### Data extract
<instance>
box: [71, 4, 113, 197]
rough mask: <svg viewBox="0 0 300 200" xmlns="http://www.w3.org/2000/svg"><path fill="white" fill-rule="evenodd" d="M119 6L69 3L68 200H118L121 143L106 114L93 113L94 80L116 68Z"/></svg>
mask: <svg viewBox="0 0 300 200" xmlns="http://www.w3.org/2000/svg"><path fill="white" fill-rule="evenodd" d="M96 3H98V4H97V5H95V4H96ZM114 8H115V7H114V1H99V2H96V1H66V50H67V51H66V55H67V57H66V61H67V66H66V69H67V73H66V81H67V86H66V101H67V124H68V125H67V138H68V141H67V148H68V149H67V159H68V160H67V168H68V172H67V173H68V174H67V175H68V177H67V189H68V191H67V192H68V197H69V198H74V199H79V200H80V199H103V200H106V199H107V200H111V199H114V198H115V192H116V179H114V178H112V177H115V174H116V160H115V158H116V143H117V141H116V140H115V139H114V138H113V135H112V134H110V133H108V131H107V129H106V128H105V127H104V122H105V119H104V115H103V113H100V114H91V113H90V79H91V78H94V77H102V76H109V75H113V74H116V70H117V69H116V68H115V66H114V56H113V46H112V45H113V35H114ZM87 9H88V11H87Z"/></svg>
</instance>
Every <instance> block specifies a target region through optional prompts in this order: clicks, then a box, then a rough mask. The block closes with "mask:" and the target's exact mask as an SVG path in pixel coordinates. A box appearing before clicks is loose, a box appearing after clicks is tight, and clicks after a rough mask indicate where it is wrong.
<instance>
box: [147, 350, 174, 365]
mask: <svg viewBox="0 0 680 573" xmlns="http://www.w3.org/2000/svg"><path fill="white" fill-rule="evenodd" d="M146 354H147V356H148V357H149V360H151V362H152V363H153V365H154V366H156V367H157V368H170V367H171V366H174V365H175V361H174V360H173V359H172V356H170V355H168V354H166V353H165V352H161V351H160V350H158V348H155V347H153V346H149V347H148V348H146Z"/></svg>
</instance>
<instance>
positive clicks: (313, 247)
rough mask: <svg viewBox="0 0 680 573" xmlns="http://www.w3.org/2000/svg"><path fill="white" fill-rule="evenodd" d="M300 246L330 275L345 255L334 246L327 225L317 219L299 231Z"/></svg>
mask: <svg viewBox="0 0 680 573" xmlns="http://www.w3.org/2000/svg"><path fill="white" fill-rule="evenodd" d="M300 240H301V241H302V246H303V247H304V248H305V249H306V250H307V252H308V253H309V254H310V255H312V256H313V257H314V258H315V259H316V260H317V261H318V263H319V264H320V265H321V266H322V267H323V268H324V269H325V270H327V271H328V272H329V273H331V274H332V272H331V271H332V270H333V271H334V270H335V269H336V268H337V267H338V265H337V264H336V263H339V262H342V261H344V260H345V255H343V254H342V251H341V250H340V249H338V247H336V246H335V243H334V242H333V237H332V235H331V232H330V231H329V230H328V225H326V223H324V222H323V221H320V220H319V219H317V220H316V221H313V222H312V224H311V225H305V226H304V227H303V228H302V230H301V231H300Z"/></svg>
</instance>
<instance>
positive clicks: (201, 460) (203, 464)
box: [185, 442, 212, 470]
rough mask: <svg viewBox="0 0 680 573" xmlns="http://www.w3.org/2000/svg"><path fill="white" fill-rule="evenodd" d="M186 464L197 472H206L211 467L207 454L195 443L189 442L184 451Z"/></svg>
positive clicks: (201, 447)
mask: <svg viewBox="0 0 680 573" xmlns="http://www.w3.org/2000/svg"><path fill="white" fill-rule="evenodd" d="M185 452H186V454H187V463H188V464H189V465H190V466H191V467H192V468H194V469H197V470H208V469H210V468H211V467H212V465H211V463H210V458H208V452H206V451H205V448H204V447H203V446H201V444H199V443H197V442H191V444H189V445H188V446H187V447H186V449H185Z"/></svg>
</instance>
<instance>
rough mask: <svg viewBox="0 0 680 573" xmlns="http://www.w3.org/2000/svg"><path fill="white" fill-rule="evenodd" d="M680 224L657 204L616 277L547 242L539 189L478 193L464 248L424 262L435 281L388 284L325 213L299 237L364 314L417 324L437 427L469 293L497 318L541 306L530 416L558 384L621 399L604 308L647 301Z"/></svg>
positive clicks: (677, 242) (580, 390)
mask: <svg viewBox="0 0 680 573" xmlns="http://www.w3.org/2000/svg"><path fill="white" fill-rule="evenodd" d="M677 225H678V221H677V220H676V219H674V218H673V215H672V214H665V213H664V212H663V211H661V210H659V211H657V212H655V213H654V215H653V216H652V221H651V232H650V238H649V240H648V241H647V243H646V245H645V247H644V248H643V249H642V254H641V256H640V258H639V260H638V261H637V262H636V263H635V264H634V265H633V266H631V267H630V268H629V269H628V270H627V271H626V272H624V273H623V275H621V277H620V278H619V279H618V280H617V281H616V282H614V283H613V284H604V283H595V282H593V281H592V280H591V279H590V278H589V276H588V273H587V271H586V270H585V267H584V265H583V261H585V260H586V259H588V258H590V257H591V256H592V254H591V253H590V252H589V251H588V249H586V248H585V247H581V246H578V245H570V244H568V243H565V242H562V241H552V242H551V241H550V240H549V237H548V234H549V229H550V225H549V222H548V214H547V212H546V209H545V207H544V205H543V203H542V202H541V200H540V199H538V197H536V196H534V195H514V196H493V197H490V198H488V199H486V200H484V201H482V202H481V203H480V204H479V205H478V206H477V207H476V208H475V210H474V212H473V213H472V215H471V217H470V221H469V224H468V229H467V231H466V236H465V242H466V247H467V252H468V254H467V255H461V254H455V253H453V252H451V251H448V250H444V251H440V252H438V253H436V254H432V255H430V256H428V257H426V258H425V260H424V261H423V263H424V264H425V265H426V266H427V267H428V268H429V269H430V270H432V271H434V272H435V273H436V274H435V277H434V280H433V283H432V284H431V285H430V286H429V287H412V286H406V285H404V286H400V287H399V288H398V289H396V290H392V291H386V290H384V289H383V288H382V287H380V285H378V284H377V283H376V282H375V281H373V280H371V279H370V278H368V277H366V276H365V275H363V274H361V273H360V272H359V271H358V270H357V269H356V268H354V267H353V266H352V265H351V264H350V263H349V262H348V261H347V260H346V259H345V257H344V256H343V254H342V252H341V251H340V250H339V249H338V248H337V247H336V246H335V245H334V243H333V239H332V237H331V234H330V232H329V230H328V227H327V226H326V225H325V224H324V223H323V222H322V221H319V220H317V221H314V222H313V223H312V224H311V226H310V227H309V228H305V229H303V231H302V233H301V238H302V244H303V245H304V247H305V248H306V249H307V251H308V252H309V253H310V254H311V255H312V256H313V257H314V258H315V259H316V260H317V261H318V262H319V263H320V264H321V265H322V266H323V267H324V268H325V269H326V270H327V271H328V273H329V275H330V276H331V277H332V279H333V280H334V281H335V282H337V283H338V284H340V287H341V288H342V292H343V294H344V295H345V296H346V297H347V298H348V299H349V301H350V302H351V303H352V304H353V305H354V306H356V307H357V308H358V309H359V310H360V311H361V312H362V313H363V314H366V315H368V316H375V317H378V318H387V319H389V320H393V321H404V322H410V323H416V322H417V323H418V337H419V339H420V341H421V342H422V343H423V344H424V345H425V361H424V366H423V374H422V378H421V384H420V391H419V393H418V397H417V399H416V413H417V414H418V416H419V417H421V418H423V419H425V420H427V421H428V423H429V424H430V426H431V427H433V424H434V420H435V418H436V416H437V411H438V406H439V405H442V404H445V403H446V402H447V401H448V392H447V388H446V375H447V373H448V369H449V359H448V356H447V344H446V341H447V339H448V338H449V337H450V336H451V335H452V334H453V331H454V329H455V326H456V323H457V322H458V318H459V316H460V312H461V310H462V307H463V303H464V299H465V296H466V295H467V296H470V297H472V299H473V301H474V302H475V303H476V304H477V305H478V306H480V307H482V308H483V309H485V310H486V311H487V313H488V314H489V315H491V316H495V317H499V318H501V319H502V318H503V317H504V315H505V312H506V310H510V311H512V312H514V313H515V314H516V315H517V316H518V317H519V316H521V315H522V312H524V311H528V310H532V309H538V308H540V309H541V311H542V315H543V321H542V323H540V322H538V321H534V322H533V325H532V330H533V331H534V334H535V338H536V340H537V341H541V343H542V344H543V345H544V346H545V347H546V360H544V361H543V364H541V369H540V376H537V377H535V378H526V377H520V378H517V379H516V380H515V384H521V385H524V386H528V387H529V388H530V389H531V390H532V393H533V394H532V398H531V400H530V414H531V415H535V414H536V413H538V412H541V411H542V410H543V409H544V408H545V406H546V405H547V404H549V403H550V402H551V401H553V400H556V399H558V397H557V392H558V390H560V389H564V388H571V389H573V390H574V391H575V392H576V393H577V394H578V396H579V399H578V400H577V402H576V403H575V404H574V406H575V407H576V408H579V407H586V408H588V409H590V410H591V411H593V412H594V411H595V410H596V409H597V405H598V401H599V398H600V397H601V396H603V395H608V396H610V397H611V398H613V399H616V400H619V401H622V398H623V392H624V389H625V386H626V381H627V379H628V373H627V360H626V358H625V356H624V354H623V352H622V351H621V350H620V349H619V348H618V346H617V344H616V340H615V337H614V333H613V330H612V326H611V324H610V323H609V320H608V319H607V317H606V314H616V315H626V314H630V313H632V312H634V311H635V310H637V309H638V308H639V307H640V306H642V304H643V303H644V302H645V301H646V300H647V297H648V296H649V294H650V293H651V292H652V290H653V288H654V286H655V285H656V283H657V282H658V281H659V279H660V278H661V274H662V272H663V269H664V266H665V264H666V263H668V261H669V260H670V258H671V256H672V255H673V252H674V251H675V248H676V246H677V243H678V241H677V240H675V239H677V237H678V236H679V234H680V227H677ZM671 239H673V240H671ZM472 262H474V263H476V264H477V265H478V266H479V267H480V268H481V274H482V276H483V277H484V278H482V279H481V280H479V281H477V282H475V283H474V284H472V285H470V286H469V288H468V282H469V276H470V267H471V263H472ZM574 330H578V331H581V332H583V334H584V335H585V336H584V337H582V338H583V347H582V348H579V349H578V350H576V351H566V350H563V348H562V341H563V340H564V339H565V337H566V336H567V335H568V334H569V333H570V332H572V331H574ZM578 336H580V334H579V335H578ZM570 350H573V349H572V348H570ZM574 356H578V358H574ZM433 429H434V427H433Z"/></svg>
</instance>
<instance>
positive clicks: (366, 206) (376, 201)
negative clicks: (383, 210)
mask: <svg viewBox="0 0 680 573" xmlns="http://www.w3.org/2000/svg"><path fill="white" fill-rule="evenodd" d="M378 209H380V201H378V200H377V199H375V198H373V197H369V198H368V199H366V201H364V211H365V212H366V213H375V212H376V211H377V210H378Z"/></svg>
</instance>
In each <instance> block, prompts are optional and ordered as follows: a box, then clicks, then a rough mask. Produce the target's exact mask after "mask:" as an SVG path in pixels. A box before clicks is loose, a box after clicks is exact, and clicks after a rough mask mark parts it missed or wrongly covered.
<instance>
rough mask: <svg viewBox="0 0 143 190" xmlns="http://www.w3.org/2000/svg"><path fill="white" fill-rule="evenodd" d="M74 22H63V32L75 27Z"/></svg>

### Problem to work on
Only the lines from the one containing "In each <instance>" through the last line of the records belong in the answer, each written out exactly.

### Result of the exercise
In each <instance> block, prompts are optional and ordered as follows: a box, then clicks, then a rough mask. Produce the target's exact mask after "mask:" as an SVG path in pixels. A box before clicks is loose, a box after clicks is exact, and clicks after a rough mask mark parts it missed or wrongly covered.
<instance>
rough mask: <svg viewBox="0 0 143 190" xmlns="http://www.w3.org/2000/svg"><path fill="white" fill-rule="evenodd" d="M74 22H63V32L75 27Z"/></svg>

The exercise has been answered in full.